New digital challenges in life science: the Swiss Lemanic area and beyond

le 24/09/2015 par Alexandre Masselot
Tags: Software Engineering

www.octo.ch

The life science sector faces great challenges when the time comes to meet modern digital opportunities. This sector is incredibly dynamic, both from an economic and a scientific point of view, but innovation in the lab often comes in pair with a deep evolution in the information system strategy.

In this article, we will first focus on the Swiss Lemanic area landscape and see how the main computational trends encountered there are representative of the domain at large. We will then try to extract the most prevalent technical issues, either methodological or technological.

More importantly, we will see that life science has a particular culture and faces original computational issues. But a lot of the digital aspects are strikingly similar to those of other industries, like finance, retail or social media. Therefore, a great deal is to be learned from how companies in those sectors have undertaken their own transition towards a new digital era (and vice versa).

* * *

Task
In the article on digital challenges in life science, rewrite the stretch from "In this article, we" through "(and vice versa)." with "finance" replaced by "insurance".

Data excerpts
* * *

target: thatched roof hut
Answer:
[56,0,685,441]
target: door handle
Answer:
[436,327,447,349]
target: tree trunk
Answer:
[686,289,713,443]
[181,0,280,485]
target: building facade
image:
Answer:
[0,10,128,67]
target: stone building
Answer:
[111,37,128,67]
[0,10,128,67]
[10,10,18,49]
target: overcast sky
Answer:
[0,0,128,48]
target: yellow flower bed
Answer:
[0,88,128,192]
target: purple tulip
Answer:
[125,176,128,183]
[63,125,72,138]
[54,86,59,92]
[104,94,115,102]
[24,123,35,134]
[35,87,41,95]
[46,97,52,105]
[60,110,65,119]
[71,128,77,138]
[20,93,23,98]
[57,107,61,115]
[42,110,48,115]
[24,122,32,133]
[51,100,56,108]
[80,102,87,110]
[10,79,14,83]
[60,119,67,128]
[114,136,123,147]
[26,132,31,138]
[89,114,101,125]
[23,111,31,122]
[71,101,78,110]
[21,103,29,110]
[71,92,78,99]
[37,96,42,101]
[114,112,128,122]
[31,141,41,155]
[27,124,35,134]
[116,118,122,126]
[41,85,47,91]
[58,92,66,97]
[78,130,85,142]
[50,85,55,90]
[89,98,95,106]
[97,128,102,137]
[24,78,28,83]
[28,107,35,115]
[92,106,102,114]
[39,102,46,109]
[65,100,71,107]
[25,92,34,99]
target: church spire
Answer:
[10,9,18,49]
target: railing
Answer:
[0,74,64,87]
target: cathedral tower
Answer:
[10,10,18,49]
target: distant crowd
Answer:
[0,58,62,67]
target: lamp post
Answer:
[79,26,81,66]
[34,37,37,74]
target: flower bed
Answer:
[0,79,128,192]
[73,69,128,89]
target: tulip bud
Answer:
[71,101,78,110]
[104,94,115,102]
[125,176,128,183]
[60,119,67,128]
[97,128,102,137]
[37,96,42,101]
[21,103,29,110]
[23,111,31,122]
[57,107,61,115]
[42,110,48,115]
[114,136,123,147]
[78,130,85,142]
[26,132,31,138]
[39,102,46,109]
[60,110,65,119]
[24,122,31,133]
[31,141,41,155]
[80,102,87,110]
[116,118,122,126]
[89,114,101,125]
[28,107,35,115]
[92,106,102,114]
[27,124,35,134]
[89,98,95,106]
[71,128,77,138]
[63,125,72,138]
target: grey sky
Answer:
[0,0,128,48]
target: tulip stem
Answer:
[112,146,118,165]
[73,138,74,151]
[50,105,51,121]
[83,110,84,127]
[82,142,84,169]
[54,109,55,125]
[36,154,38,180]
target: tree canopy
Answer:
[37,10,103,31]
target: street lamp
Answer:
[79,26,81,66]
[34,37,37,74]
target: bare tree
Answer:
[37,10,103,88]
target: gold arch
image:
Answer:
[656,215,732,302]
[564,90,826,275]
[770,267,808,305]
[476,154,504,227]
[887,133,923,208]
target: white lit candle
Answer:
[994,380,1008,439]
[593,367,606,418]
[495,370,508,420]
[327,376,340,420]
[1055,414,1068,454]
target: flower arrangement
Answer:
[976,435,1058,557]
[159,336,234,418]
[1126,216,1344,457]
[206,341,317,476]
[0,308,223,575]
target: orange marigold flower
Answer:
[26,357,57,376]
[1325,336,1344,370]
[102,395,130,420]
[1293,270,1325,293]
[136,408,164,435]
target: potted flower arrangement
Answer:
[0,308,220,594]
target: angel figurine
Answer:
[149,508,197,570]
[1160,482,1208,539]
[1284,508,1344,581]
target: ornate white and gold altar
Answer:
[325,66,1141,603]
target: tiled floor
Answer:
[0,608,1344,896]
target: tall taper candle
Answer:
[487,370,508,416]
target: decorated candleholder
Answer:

* * *

Answer box
In this article, we will first focus on the Swiss Lemanic area landscape and see how the main computational trends encountered there are representative of the domain at large. We will then try to extract the most prevalent technical issues, either methodological or technological.

More importantly, we will see that life science has a particular culture and faces original computational issues. But a lot of the digital aspects are strikingly similar to those of other industries, like insurance, retail or social media. Therefore, a great deal is to be learned from how companies in those sectors have undertaken their own transition towards a new digital era (and vice versa).